> [The problem] Reproduce verbatim the lines of the listing below, from the line containing "class is: tree" to the line containing "[0, 0, 363, 116]", including both of those lines.

++++ Listing

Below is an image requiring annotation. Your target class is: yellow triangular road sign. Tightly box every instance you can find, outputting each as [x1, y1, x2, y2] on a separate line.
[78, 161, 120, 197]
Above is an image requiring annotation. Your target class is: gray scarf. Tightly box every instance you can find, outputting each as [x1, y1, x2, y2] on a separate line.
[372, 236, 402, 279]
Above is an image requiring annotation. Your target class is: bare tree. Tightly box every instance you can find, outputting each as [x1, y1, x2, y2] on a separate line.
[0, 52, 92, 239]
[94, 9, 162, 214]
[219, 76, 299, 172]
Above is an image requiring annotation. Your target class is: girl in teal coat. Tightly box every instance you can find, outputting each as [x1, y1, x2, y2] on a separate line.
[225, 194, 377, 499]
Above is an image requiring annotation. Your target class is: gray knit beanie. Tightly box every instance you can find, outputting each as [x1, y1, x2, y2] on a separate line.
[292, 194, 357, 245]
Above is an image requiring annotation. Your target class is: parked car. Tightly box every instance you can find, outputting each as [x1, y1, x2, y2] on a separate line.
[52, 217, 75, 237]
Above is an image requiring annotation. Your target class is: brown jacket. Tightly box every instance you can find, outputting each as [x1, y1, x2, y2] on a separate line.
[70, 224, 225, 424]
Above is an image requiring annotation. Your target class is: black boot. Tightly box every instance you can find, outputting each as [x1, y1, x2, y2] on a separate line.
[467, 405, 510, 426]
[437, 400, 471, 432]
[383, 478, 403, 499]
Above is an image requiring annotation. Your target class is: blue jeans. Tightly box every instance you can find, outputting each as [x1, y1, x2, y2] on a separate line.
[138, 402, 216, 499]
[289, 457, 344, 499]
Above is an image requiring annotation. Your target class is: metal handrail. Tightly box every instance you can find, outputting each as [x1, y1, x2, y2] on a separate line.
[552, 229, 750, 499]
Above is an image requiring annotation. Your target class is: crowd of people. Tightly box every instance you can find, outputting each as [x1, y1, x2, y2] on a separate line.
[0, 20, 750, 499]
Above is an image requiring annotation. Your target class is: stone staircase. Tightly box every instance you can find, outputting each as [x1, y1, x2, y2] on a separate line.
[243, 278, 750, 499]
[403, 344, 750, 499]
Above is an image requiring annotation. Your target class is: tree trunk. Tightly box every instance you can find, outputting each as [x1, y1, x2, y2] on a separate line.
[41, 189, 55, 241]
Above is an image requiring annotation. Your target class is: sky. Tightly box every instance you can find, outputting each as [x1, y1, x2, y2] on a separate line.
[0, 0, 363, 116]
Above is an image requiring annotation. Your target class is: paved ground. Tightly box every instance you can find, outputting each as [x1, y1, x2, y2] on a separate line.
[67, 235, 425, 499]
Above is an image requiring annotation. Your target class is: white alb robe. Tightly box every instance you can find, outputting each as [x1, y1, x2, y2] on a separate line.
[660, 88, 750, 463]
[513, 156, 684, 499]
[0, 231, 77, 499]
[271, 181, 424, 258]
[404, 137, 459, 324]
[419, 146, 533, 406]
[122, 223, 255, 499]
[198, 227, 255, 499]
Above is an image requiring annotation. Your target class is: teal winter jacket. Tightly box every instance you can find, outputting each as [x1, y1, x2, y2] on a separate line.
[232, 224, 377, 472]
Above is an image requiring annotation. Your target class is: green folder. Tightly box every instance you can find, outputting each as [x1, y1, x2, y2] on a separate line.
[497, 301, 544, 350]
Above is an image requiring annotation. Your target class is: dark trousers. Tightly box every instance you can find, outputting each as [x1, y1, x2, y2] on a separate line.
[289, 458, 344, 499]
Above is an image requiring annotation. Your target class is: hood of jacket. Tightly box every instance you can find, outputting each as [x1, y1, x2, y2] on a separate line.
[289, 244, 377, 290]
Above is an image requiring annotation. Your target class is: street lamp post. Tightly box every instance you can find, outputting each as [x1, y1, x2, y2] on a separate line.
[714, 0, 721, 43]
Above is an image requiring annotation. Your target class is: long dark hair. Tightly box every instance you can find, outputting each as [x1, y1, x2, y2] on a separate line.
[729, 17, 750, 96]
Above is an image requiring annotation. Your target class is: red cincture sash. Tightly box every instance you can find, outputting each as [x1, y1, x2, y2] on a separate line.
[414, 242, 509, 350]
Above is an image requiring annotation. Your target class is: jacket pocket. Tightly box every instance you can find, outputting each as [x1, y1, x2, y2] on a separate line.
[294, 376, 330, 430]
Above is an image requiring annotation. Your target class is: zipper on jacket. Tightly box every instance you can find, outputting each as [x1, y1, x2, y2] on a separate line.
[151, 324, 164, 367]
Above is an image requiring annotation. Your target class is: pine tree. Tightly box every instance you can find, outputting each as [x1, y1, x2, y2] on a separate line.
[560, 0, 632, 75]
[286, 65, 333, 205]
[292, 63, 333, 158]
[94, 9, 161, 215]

++++++++

> [Correct result]
Above is an image requiring annotation. Your target class is: tree trunk. Tightly box every instance you can find, outputting each as [x1, y1, x2, y2] on a separate line.
[41, 189, 55, 241]
Above is an image requiring annotation. Your target class is: sky. Tightly box every instance you can find, outputting each as [x1, y1, x2, y2] on a separate line.
[0, 0, 363, 116]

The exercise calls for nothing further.